Stored data entries
_____
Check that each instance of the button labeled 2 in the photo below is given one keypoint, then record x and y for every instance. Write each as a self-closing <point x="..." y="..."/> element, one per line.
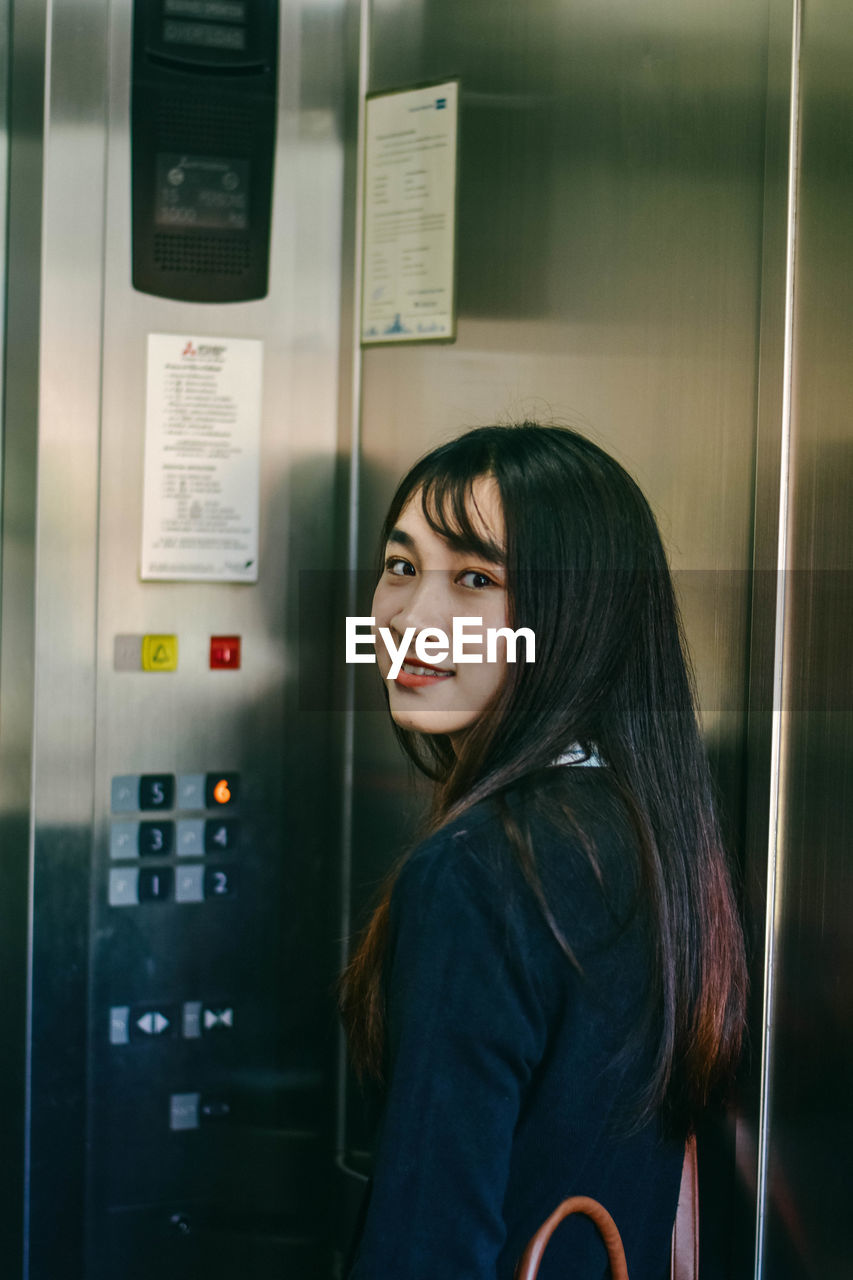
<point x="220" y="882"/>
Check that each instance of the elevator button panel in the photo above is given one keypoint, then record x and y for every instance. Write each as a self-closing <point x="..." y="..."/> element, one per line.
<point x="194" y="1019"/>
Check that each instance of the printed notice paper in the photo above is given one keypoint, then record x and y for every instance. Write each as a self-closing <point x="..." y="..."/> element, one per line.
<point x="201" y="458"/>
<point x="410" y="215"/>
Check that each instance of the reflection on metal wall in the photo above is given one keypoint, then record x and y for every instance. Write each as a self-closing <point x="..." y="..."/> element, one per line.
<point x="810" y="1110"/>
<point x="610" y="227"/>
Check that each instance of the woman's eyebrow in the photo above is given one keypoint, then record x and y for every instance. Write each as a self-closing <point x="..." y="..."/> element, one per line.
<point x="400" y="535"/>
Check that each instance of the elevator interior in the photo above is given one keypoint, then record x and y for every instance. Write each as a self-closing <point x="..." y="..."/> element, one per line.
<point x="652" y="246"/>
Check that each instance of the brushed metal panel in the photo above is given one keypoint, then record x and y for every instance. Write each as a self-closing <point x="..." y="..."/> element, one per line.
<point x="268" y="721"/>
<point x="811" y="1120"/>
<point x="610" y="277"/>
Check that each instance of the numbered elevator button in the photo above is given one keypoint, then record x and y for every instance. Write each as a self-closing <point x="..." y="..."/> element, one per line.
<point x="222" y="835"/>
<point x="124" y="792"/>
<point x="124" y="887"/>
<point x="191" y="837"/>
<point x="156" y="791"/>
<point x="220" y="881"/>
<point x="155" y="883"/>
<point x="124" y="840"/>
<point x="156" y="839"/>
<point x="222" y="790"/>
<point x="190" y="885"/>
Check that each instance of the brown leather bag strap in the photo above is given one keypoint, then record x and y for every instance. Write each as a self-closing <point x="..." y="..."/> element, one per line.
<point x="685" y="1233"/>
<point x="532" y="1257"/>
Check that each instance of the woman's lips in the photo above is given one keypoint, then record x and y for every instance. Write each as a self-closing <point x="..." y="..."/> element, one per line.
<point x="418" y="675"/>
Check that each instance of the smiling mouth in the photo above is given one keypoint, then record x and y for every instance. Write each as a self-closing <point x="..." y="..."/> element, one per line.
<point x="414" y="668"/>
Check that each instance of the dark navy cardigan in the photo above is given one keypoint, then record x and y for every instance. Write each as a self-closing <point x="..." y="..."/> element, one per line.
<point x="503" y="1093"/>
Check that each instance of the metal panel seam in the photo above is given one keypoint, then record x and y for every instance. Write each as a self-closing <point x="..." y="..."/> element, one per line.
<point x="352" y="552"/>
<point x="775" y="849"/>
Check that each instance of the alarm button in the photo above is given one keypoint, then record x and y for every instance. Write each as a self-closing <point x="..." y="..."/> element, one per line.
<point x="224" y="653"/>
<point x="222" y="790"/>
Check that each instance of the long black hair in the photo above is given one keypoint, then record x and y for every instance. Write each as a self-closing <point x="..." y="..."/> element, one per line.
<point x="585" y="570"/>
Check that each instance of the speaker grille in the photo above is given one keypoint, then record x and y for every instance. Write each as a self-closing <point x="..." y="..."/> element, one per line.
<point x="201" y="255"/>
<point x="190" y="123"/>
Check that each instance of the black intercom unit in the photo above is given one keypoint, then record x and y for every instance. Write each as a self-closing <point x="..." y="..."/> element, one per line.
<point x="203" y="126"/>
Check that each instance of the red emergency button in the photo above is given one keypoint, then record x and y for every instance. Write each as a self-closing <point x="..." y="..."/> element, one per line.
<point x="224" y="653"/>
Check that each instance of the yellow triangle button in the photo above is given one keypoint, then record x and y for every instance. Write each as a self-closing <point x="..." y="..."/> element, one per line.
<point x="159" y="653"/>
_____
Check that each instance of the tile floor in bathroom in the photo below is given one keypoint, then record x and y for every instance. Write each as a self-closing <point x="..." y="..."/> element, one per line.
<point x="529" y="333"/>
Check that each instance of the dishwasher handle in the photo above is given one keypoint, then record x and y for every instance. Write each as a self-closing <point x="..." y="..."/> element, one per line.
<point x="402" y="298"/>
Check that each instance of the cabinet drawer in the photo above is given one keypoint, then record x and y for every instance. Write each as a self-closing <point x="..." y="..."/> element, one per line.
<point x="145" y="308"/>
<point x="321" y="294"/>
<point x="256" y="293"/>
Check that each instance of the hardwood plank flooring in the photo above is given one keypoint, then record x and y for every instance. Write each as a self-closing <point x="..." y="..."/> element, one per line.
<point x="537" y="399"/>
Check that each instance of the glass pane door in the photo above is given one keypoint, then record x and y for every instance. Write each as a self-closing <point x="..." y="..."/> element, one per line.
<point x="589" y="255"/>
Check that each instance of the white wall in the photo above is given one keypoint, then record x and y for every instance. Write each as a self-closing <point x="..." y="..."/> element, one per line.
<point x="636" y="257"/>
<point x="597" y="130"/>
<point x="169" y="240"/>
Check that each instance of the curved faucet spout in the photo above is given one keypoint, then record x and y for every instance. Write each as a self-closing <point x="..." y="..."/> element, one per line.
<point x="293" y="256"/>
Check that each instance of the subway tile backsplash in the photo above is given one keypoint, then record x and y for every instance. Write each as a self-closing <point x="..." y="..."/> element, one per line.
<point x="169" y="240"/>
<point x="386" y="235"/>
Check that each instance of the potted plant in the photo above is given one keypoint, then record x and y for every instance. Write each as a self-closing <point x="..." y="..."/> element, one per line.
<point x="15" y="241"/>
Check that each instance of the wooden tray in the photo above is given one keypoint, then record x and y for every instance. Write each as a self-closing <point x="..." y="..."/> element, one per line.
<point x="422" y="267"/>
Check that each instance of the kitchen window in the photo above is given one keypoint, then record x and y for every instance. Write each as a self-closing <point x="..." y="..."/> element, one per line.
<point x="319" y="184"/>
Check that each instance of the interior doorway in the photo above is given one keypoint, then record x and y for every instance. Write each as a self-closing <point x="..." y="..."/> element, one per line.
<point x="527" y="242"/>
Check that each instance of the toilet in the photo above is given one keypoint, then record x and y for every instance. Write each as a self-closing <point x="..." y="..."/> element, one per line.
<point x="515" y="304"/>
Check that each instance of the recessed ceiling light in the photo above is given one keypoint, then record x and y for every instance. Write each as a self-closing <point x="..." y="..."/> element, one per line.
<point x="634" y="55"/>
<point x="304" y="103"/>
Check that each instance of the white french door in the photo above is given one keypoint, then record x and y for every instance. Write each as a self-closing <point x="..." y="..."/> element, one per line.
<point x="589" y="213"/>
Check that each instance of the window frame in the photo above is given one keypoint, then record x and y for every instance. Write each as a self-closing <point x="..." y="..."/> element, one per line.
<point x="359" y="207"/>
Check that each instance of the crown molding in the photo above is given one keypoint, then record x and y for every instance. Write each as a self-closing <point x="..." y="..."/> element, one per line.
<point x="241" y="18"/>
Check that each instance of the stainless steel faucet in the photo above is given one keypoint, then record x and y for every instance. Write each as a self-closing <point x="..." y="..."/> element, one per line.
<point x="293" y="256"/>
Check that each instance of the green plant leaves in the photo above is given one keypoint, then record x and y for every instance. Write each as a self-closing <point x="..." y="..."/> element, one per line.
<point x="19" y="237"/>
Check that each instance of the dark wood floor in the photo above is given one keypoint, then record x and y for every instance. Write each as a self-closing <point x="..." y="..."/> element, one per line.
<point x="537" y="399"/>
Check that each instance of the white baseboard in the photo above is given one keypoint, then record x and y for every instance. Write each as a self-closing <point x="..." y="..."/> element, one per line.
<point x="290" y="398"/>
_____
PROBLEM
List each line of the listing above that contains the string "wall", copying the whole line. Matching is case-sensitive.

FINISHED ANSWER
Check that each instance of the reflection on metal wall in the photo above is given one keypoint, then record x and y for every instance. Write each as a self-closing <point x="..." y="..."/> element, one per line.
Check that each instance of the white wall in the photo above is given one keypoint, then record x and y for every instance. Write each as a self-closing <point x="..." y="..."/> element, one per line.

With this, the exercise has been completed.